* _TEXT_:
Afghanistan should be flooded with aid. The people there should see the immediate benefits of life without the Taliban. If conditions get worse then it will have all been a waste of time and money, not to mention the lives of hundreds of civilians. It is important to remember that the hijackers on the planes in America were not from Afghanistan, so it's people should not suffer for the crimes of others. American troops should stay out of the country, they have no record of humanitarian aid - only of failed invasions.
Peter Robinson, Southport, England


I don't see that America is serious about humanitarian aid

Agha, London, UK
I don't see that America is serious about humanitarian aid. The purpose of attacking Afghanistan is purely revenge, nothing else. Otherwise what has been done to help the refugees? America has made her people happy that they have taken revenge and has left the Northern Alliance to do whatever they want.

* _DATASET EXTRACT_:
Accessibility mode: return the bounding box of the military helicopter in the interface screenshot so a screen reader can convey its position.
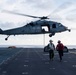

* _EXERCISES TO COMPLETE_:
• 1. In the comments on aid to Afghanistan, what does Agha give as the purpose of attacking Afghanistan?
• 2. Using the comments on aid to Afghanistan, say whether each statement agrees with them: (a) Peter Robinson wants American troops to stay out of Afghanistan; (b) Agha is writing from Southport; (c) Peter Robinson says the hijackers were from Afghanistan. Give yes or no for each and quote the words that decide it.
• 3. Carry on the comments on aid to Afghanistan from the point where they end.

* _EXPECTED ANSWERS_:
• 1. Revenge: "purely revenge, nothing else."

• 2.
(a) Yes: "American troops should stay out of the country"
(b) No: "Agha, London, UK"
(c) No: "the hijackers on the planes in America were not from Afghanistan"

• 3.
Agha, London, UK

Aid should really start in earnest now. Whereas America has already dropped a derisory amount of aid on Afghanistan, the vast amount of aid that's needed should really be expedited. Furthermore, it should cease to be transported in those nasty yellow containers. Why? Because cluster bombs and other ordinance also have the same yellow plastic wrapping, thereby causing children and other people desperate for aid to wrongly pick up the unexploded bombs and not the aid. Was this deliberate? Who knows, but it's a policy that should nonetheless cease forthwith.
John McVey, Scotland

The Taleban and al-Qaeda are still active and until such time that they are totally destroyed the US must continue to seek and terminate them wherever and whenever. I don't see any Islamic country giving aid to Afghanistan or indeed taking part in looking after the waves of refugees. Their silence is deafening.
S Allen, Leipzig, Germany

In financial terms how much weaponry have the US dropped on the Afghans? Compare that to the cost of the "aid packages". Now tell me which takes precedent as far as the Americans are concerned. The notion that the US cares about the starving Afghan innocents is a sick joke.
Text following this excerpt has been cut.